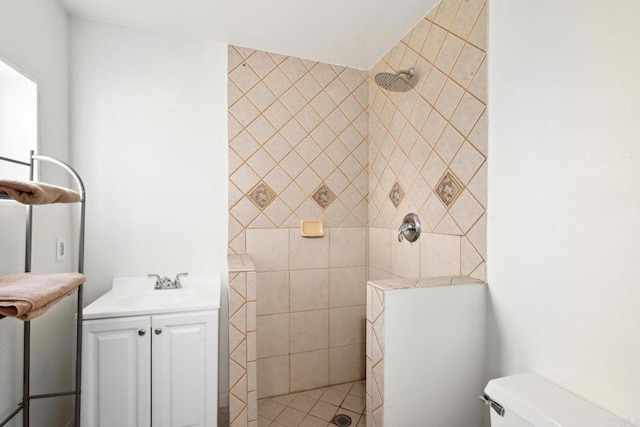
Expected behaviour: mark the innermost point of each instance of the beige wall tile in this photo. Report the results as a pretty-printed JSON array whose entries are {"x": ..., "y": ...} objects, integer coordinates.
[
  {"x": 272, "y": 335},
  {"x": 309, "y": 370},
  {"x": 319, "y": 113},
  {"x": 440, "y": 255},
  {"x": 346, "y": 363},
  {"x": 347, "y": 325},
  {"x": 309, "y": 289},
  {"x": 273, "y": 376},
  {"x": 347, "y": 286},
  {"x": 269, "y": 248},
  {"x": 309, "y": 331},
  {"x": 273, "y": 292},
  {"x": 380, "y": 248},
  {"x": 347, "y": 246},
  {"x": 308, "y": 252},
  {"x": 404, "y": 256}
]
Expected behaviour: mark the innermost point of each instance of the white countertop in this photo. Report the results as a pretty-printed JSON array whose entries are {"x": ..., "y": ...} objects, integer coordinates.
[{"x": 135, "y": 296}]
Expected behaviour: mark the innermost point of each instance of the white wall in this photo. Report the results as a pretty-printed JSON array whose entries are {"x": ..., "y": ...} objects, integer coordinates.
[
  {"x": 34, "y": 39},
  {"x": 149, "y": 132},
  {"x": 564, "y": 196}
]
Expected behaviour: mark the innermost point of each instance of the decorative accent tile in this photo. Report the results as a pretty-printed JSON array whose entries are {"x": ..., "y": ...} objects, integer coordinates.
[
  {"x": 324, "y": 196},
  {"x": 397, "y": 194},
  {"x": 448, "y": 189},
  {"x": 262, "y": 195}
]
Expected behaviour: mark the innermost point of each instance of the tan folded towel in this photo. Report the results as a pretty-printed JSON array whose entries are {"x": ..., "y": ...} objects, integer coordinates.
[
  {"x": 28, "y": 295},
  {"x": 37, "y": 193}
]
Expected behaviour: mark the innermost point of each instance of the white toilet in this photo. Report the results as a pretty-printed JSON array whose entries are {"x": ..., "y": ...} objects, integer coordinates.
[{"x": 525, "y": 400}]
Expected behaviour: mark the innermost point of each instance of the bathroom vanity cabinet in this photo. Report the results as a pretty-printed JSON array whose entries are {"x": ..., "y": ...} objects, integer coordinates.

-- -- --

◆ Exercise aim ◆
Copy, without any change, the lines above from the one containing "the white toilet" to the end, both ends included. Add nothing else.

◆ Result ◆
Expected behaviour: mark the innermost point of each instance of the white toilet in this photo. Report the results as a pretty-printed JSON array whose entries are {"x": ..., "y": ...} objects, integer coordinates.
[{"x": 525, "y": 400}]
Expected behaviour: mark the innermost point of each instance of the bathroom vanity cabinet in this photo. Report the results as a pretty-printed JSON array whose entries are {"x": ..., "y": ...} objects, integer coordinates.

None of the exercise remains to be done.